- [SOURCE DOCUMENT]:
= Beginning of Section =

In [None]:
import numpy as np
import pandas as pd
from sklearn.preprocessing import MultiLabelBinarizer
from sklearn.linear_model import LogisticRegression
from sklearn.metrics import roc_curve, roc_auc_score
import matplotlib.pyplot as plt

import networkx as nx
import torch
from torch_geometric.data import Data
from torch_geometric.nn import GCNConv
from torch_geometric.loader import DataLoader

import ast
from itertools import chain
import gc

In [None]:
# (helps with displaying dataframes containing long strings)
pd.set_option('display.max_colwidth', 0)

# Load data

In [None]:
# Get mapping of ICD-9 codes to symptoms (i.e., based on ChatGPT responses)
temp_fp = "icd9_symptom_map_v2.csv"
icd9_symptoms_map = pd.read_csv(temp_fp, dtype={"icd9_first_3": str, "symptoms": str})

In [None]:
# Some ChatGPT responses included some extra preamble and formatting - remove this for ease of analysis
icd9_symptoms_map["symptoms_clean"] =  icd9_symptoms_map["symptoms"].apply(lambda x: x.split("Symptoms: ")[1])

= End of Section =

(Collected data)
= Beginning of Section =

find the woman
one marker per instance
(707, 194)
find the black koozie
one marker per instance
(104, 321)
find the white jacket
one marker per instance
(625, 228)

= End of Section =

- [REQUIRED ACTIONS]:
[a] Why does the notebook code build a "symptoms_clean" column from the "symptoms" column? Answer in one to three sentences.
[b] Reproduce a passage of the notebook code word for word, starting with "import networkx as" and going on through "containing long strings)".

- [EXERCISE RESULTS]:
[a] Some of the ChatGPT responses in the mapping file included extra preamble and formatting. The code removes this to make analysis easier. It keeps only the part of each response that follows "Symptoms: ".

[b]
import networkx as nx
import torch
from torch_geometric.data import Data
from torch_geometric.nn import GCNConv
from torch_geometric.loader import DataLoader

import ast
from itertools import chain
import gc

In [None]:
# (helps with displaying dataframes containing long strings)